◆ EXERCICES À RÉSOUDRE
1 - Traduisez en anglais la phrase suivante de la critique du roman : « Une frénésie de loisirs prend les survivants : rag-time et cinéma comique. »
2 - Relevez dans la critique du roman tous les noms sous lesquels est désignée l'ancienne héroïne de la série précédente.
3 - Reproduisez à l'identique le passage de la critique du roman qui va de "Je m’inquiétais à" jusqu'à "et cinéma comique.".

◆ EXTRAIT DE PAGE
-------
Je m’inquiétais à tort lorsque j’ai appris la fin de la série des enquêtes de Victor Legris. Car Claude Izner continue sur sa lancée, mais avec un saut dans le temps de vingt années, en 1921.
Le nouveau personnage central, Jeremy Nelson, est un jeune pianiste de Jazz, débarqué de New York en France à la recherche de ses origines familiales. Il va rencontrer une ancienne héroïne de la série précédente : Madame Doxie Maxie, que nous avons connue sous les identités de Fifi-Bas-Rhin ou encore Eudoxie Allard. Le Paris des années folles n’a rien de très reluisant en cette période marquée par la plus terrible guerre que le monde ait connu : on pleure encore les morts, les mutilés se débrouillent de petits boulots, la capitale porte encore les stigmates des bombardements allemands à longue distance. Une frénésie de loisirs prend les survivants : rag-time et cinéma comique.
L’intrigue se déroule entre deux pôles : un cabaret miteux de Belleville, le Mi-Ka-Do (une réminiscence du Ba-Ta-Clan ?) et le cinéma Le Rodéo, où passent des films américains animés par la musique d’un « tapeur ». Ces deux lieux ont un point commun : Robert Bradford, que l’on croit parti à Nice dans sa torpédo …. Cependant, alors que Jeremy remonte la piste floue de vieilles photos d’un certain P.K. et intègre comme pianiste le Mi-Ka-Do, de mystérieuses morts violentes déciment les artistes de la troupe … Des soupçons s’orientent vers Jeremy, notamment à cause d’un porte-bonheur en brins de laine « Nénette et Rintintin » agrémenté d’un petit fer à cheval doré, qu’il a trouvé par terre et accroché à son revers. Il vient en effet de mettre les pieds dans une affaire particulièrement complexe …où il risquera sa peau à plusieurs reprises.
-------
◆ DONNÉES DISPONIBLES
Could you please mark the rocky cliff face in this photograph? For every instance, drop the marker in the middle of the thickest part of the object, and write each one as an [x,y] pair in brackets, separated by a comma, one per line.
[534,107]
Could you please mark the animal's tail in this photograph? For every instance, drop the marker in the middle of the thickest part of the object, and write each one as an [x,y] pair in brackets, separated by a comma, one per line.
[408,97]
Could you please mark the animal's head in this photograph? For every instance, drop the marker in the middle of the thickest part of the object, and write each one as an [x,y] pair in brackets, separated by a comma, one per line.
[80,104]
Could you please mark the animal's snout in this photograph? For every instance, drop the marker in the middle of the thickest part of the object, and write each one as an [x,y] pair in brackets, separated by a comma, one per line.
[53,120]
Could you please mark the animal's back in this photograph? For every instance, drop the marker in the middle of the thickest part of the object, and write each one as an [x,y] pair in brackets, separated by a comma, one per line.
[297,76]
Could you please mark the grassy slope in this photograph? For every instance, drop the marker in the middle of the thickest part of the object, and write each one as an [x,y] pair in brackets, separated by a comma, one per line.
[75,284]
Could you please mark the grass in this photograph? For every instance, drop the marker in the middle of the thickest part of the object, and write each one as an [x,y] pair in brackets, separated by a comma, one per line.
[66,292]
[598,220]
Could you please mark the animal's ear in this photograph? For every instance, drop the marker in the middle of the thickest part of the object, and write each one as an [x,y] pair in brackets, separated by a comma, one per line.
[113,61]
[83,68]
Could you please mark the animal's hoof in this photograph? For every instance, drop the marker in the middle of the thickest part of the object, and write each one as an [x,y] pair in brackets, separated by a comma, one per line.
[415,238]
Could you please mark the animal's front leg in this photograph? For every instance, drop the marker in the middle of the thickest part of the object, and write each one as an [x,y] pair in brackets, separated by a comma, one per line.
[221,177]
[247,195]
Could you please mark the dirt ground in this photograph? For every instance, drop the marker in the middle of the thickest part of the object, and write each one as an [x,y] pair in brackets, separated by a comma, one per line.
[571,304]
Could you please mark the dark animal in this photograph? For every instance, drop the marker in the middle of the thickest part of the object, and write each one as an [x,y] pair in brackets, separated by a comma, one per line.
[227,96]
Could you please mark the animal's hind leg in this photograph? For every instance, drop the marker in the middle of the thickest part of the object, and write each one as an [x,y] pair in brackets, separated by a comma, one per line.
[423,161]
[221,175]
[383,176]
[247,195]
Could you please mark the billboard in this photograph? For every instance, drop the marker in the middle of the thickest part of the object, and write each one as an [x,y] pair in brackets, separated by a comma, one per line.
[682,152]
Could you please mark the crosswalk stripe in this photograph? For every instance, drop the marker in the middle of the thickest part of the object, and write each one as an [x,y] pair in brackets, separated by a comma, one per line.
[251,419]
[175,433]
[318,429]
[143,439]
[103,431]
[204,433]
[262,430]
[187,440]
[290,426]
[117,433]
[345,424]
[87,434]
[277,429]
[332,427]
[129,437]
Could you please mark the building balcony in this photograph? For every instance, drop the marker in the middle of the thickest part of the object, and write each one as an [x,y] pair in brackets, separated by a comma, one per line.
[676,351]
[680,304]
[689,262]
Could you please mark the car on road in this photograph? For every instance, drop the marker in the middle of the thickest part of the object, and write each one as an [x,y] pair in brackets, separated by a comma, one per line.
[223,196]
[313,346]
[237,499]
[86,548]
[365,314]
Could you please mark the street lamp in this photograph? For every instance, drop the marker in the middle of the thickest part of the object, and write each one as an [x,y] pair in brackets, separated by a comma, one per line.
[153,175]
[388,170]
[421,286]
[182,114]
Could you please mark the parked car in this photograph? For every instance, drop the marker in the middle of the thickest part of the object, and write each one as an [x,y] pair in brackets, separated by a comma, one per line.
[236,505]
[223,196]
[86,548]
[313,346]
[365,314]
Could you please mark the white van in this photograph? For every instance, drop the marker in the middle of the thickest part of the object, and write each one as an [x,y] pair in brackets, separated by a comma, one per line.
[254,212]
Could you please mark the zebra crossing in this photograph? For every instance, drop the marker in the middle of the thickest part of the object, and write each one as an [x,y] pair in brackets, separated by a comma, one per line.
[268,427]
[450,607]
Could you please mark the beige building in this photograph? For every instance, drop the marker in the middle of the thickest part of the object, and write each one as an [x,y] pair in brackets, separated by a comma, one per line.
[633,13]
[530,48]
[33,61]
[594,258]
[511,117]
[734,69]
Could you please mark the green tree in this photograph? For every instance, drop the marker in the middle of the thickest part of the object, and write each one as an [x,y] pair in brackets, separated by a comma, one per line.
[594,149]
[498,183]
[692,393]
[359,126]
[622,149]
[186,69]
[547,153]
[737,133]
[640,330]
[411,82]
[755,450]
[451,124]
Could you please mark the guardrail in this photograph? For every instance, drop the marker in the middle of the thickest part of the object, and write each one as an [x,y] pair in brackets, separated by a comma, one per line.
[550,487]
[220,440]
-------
◆ RÉPONSES AUX EXERCICES
1 - A frenzy of leisure takes hold of the survivors: ragtime and comic films.

2 - Madame Doxie Maxie, Fifi-Bas-Rhin, Eudoxie Allard

3 -
Je m’inquiétais à tort lorsque j’ai appris la fin de la série des enquêtes de Victor Legris. Car Claude Izner continue sur sa lancée, mais avec un saut dans le temps de vingt années, en 1921.
Le nouveau personnage central, Jeremy Nelson, est un jeune pianiste de Jazz, débarqué de New York en France à la recherche de ses origines familiales. Il va rencontrer une ancienne héroïne de la série précédente : Madame Doxie Maxie, que nous avons connue sous les identités de Fifi-Bas-Rhin ou encore Eudoxie Allard. Le Paris des années folles n’a rien de très reluisant en cette période marquée par la plus terrible guerre que le monde ait connu : on pleure encore les morts, les mutilés se débrouillent de petits boulots, la capitale porte encore les stigmates des bombardements allemands à longue distance. Une frénésie de loisirs prend les survivants : rag-time et cinéma comique.